→ SOURCE PASSAGE:
◆ ◆ ◆ ◆
# utilizing cracked sticks opinions wanted



## rdemler (Jun 11, 2014)

I've had some really nice diamond willow sticks crack in the diamond areas.Even when I think they are dead and dry it's sometimes a problem. I've been thinking about using casting gel with a bright red or green color dye added.It would be injected into the cracks and then sanded and polished with the rest of the stick.I'm thinking the color would be pretty cool looking and there would be enough to be a good combination between the wood color and added colors.Anyone ever tried this or have an opinion on it?Thanks!!


----------



## CAS14 (Dec 28, 2012)

I had a similar issue with some otherwise great red cedar sticks I cut on my brother's place in east Texas. I used structural epoxy and mixed in granules of dark red in once case, and turquoise green in the other. The guys at Woodcraft said that CV glue would have been easier. But they turned out fine, and the color filled cracks just added some character.
◆ ◆ ◆ ◆
→ OBJECTIVE 1: In the forum thread about filling cracked walking sticks, what did CAS14 fill the cracks in the red cedar sticks with?
→ OBJECTIVE 2: Extend the forum thread about filling cracked walking sticks from its final post onward.
The lines after this thread come from another source.

→ SUPPLIED DATA:
◆ ◆ ◆ ◆
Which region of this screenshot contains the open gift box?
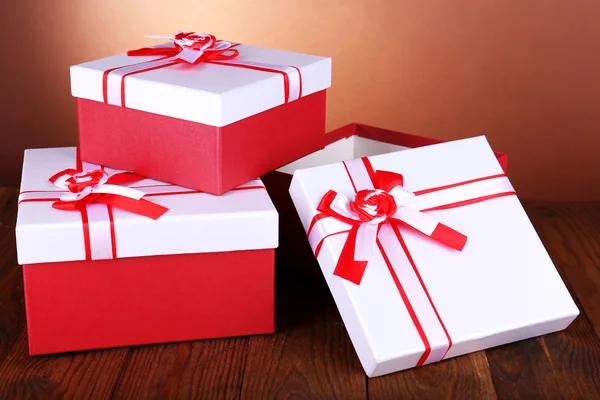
◆ ◆ ◆ ◆
→ TASK RESPONSE 1: Structural epoxy, mixed with dark red granules in one case and turquoise green in the other.

→ TASK RESPONSE 2:
----------



## rdemler (Jun 11, 2014)

Good to hear.Character is a plus in my opinion.Thanks for the reply.


----------



## CAS14 (Dec 28, 2012)

You bet. I bought the colored granules at Woodcraft too. They carry lots of colors. I'd bet hobby stores do as well. It's easy to experiment on wood scraps cut from the same stick.


----------



## cobalt (Nov 14, 2013)

sounds like a interesting project

any chance of a photo CAS would have liked to see the effect on the diamondwillow, come to that the diamond willow looks good pity i cant lay me hands on some.


----------



## CAS14 (Dec 28, 2012)

cobalt said:


> sounds like a interesting project
> 
> any chance of a photo CAS would have liked to see the effect on the diamondwillow, come to that the diamond willow looks good pity i cant lay me hands on some.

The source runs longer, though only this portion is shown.